PROBLEM TO WORK ON →
The data below is to be written out exactly, with no pictures.

MATERIAL TO PROCESS →
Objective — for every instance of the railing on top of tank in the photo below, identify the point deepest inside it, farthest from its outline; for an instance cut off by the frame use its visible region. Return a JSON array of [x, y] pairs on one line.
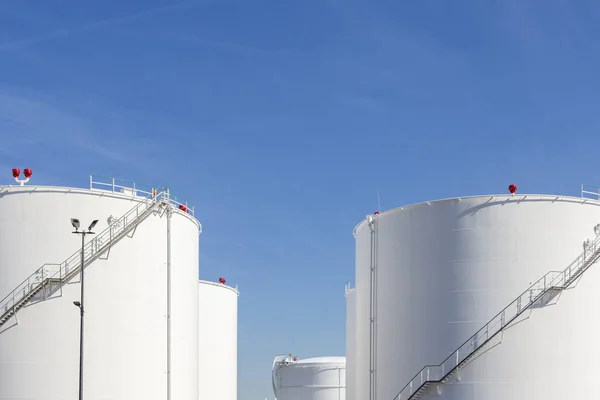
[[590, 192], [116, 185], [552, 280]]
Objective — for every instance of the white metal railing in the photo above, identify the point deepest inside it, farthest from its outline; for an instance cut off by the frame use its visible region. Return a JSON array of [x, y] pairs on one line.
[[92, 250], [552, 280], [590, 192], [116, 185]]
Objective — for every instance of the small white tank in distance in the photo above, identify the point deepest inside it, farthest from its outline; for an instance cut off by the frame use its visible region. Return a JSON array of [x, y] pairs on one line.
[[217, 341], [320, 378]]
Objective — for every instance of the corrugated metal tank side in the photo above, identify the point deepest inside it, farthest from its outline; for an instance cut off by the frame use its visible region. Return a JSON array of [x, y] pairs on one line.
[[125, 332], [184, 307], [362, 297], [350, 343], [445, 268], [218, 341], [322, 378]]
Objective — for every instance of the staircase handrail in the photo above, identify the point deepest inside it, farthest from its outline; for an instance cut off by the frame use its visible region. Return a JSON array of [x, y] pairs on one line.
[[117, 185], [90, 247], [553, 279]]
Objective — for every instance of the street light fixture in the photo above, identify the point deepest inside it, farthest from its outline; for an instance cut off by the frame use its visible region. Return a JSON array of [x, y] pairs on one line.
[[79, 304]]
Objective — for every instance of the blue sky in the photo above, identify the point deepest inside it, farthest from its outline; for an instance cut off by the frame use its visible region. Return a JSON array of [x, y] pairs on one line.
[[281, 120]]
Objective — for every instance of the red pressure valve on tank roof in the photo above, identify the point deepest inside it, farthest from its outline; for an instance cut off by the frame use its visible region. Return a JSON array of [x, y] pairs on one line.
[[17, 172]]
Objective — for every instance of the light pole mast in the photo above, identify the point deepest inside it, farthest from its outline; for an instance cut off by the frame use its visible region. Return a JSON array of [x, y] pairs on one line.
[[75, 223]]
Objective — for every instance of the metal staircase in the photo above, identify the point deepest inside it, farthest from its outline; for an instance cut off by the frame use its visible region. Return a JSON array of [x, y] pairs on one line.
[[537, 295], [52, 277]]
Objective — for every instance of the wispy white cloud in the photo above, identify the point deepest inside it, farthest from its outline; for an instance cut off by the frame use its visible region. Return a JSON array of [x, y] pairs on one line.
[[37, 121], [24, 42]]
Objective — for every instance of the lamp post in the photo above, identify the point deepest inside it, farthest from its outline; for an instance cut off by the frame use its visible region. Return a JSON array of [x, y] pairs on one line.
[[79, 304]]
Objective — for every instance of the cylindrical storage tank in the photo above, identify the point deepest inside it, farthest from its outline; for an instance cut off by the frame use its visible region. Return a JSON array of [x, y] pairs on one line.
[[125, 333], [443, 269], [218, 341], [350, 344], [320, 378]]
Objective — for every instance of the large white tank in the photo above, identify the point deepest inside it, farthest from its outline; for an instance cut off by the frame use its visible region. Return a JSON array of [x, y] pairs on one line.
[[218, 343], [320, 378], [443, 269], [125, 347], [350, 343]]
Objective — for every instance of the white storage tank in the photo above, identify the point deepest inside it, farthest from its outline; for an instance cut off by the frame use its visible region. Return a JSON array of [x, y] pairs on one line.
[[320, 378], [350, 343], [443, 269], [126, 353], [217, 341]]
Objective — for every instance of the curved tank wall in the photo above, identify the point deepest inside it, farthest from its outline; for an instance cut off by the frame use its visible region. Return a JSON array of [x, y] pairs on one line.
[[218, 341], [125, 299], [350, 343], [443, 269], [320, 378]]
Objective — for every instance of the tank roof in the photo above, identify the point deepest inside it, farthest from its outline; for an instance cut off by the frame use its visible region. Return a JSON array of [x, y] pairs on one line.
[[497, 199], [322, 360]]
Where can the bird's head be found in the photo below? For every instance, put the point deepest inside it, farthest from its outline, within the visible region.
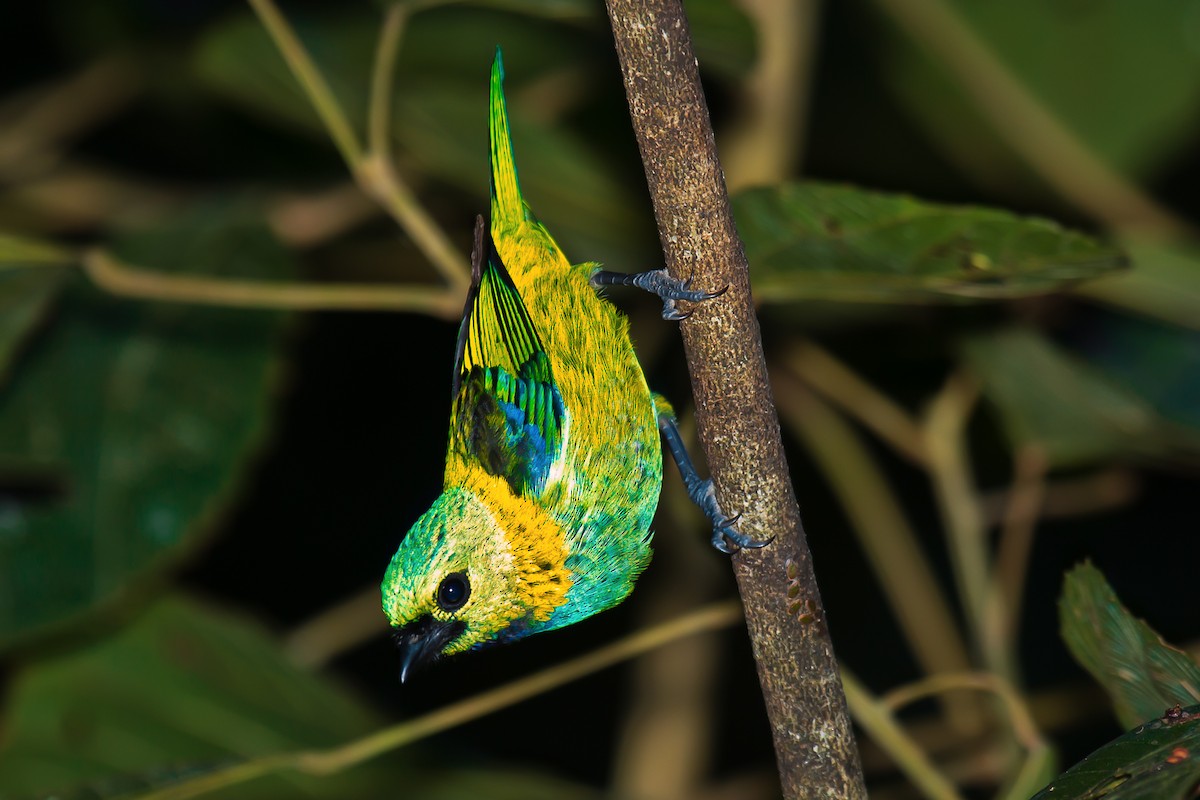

RESULT →
Objective — for every instance of the railing on top of tank in the photo below, identify the point deepest inside it, farthest from its outline; for an instance cut off by the frame use its visible region. Return a JSON array of [x, y] pairs on one line.
[[590, 192], [116, 185], [552, 280]]
Objective — for every instance of the white metal railing in the photo above, identify the point deepest inside it, farthest from its outline; for an instance cut off by the frame use its visible region. Return a JSON array of [x, y] pairs on one line.
[[92, 250], [552, 280], [590, 192], [116, 185]]
Objective — for every instance of the small white tank in distance in the photo above, identify the point deepest inside it, farthest from its outline; for an instance cut off by the frame use its visible region. Return a JSON array of [x, y] pairs on one line.
[[217, 341], [320, 378]]
Objective — for every instance of the corrugated metal tank side in the photo above, identify the point deepest inside it, farthest from its outline; for an instance cut off by the frame use its visible region. Return a JSON array of [x, y] pairs on one line.
[[125, 332], [184, 307], [362, 297], [350, 343], [445, 268], [218, 341], [322, 378]]
Objective — for every instance of the staircase handrail in the photo above, identify the point deepest inside it, farthest from its outline; for an instance cut off by the frame use its visible region. Return a JSON array of [x, y] pairs on one line.
[[117, 185], [90, 247], [553, 279]]
Objective — for every instance of the street light fixture in the photo above, identify the point deepest inside it, farthest from its outline; for an instance cut off by the frame use its visible region. Return a JSON array of [x, y] pairs on one line.
[[79, 304]]
Objective — for every instance of the blue sky in the photo above, identify the point deepest inside it, farthest from its outline; for an instance cut off by the frame use its visible region. Return a JSON array of [x, y] pairs on one line.
[[281, 120]]
Objective — for every instance of the red pressure valve on tank roof in the photo above, identify the point deepest inside it, farthest from its outline; for an instance cut off by the frame use its visible region. Return a JSON array of [x, y] pairs on one line.
[[17, 172]]
Objective — for every instance of the light pole mast in the photo above, identify the point deepest inside it, farthest from its outline; for an instance cut off by the frame use its visible region. Return a JSON array of [x, y] pairs on one line.
[[75, 223]]
Objective — for every instance of the metal staircase in the photo above, identify the point deepest inside it, farthest from its outline; for an instance cut off by the frame use its visible region. Return a JSON array of [x, y] pairs on one line.
[[537, 295], [52, 277]]
Objective — for every instance of the wispy white cloud in the photo above, identify the point deepest inside it, farthest from its outline; for an instance cut off by the frame use its visible region. Return a JSON array of [x, y] pairs on one line.
[[37, 121], [24, 42]]
Objective — for every instance of the lamp post in the photo above, identify the point deepest inside it, farthest from its outline; for an instance cut off by the frame use its visible region. Return a JSON array of [x, y] pairs on one line.
[[79, 304]]
Objective — for every instance of the cylindrical storage tank in the photo above, identify the point deepest inside it, farthest from its outline; for an instance cut off by the frame use its visible region. Return a JSON array of [x, y] pairs on one line.
[[125, 333], [443, 269], [218, 341], [350, 344], [320, 378]]
Objective — for every instance of the large white tank in the photo above, identify the point deepest inside it, farthest from its outline; for an instance cut off by the frame use its visible region. Return a JSON array of [x, y] pairs on one line.
[[218, 343], [320, 378], [443, 269], [125, 347], [350, 343]]
Objective — for every instance of the white storage tank in the photo above, identify the point deepest inside it, farthest from its outline; for an instance cut off by the frame use its visible region. Return a JSON array of [x, y] pairs on one line.
[[320, 378], [350, 343], [443, 269], [126, 353], [217, 341]]
Objective — for every instance of the curved tank wall in the photo above, identify the point deepest inside it, farthest from its outline; for an instance cut off by the frame use its visible region. Return a JSON array of [x, y] pairs on one line.
[[218, 341], [125, 299], [350, 343], [443, 269], [320, 378]]
Objective — for every instance of the tank roof in the photo above, identify the point deepest inside it, farthest from its outline; for an instance cut off by the frame use its visible region. Return a JSON array of [x, y] pairs on one line.
[[497, 199], [322, 360]]
Where can the bird's head be found in the photo below? For every instance, put the point deepest inside it, farthest from its outline, within the visible region.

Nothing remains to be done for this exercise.